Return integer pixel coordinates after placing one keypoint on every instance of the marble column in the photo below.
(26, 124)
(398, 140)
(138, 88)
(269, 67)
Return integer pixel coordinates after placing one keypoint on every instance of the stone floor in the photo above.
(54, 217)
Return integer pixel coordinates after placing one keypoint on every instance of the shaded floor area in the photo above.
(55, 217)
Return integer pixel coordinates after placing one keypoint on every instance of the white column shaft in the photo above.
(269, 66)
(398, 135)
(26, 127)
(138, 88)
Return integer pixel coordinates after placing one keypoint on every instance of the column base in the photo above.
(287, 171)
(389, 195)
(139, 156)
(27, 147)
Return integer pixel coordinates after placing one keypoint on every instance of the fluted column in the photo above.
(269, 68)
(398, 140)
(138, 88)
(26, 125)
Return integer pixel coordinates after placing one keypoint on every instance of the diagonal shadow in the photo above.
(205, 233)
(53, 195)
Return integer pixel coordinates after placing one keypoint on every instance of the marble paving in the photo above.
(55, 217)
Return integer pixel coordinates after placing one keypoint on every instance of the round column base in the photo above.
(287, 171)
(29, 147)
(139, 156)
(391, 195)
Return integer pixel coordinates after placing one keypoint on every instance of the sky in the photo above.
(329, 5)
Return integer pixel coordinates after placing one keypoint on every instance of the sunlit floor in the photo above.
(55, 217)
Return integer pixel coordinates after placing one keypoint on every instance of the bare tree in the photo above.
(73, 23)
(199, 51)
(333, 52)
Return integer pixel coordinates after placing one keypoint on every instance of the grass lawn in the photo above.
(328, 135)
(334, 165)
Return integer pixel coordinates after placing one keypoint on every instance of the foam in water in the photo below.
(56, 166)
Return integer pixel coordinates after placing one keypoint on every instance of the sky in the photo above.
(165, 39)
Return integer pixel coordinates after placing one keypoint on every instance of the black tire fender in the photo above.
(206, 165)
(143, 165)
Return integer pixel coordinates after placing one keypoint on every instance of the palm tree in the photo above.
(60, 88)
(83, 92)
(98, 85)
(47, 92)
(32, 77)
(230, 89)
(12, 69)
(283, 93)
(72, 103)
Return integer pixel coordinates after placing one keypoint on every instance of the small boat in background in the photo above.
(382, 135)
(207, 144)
------------------------
# The task
Give back all the rows above word for word, line by line, with nothing changed.

# Reply
Return integer pixel coordinates after placing one keypoint on every instance of the marble column in the photo below.
(26, 124)
(398, 140)
(138, 88)
(269, 67)
Return integer pixel coordinates after placing one keypoint on every instance of the stone floor in the photo above.
(54, 217)
Return integer pixel coordinates after placing one keypoint on every instance of the shaded floor area in the photo above.
(55, 217)
Return integer pixel coordinates after placing one keypoint on every instance of the white column shaft in the photo above.
(269, 66)
(398, 135)
(26, 127)
(138, 88)
Return integer pixel coordinates after placing one keypoint on every instance of the column base in the photo above.
(287, 171)
(389, 195)
(139, 156)
(27, 147)
Return integer pixel coordinates after placing one keypoint on every instance of the fluted column in the photo above.
(269, 68)
(398, 140)
(138, 88)
(26, 125)
Return integer pixel coordinates after placing one keypoint on every instance of the diagonal shadow in the photo above.
(205, 233)
(53, 195)
Return integer pixel coordinates after placing one keypoint on every instance of the marble paving in the photo above.
(55, 217)
Return integer pixel coordinates after placing one keypoint on every instance of the round column base in the photo above.
(287, 171)
(29, 147)
(139, 156)
(391, 195)
Return integer pixel coordinates after placing one keypoint on every instance of the sky in the photo above.
(329, 5)
Return integer pixel coordinates after placing one keypoint on every instance of the sunlit floor in the photo above.
(55, 217)
Return integer pixel coordinates after placing one keypoint on every instance of the bare tree in the photo above.
(73, 23)
(199, 51)
(333, 52)
Return integer pixel coordinates after placing one keypoint on every instance of the grass lawn in the photo above.
(328, 135)
(334, 165)
Return integer pixel coordinates after placing one keypoint on every instance of the foam in water in the photo below.
(56, 166)
Return integer pixel coordinates after placing one keypoint on every instance of the sky in the photo above.
(165, 39)
Return integer pixel coordinates after placing one keypoint on every instance of the black tire fender in the photo above.
(206, 165)
(143, 165)
Return integer pixel coordinates after placing one keypoint on every instance of the palm tree in the photo above.
(60, 88)
(83, 92)
(98, 85)
(47, 92)
(32, 77)
(230, 89)
(12, 69)
(283, 93)
(72, 103)
Return integer pixel coordinates after placing one keypoint on every instance of the small boat in background in the photo above.
(382, 135)
(207, 144)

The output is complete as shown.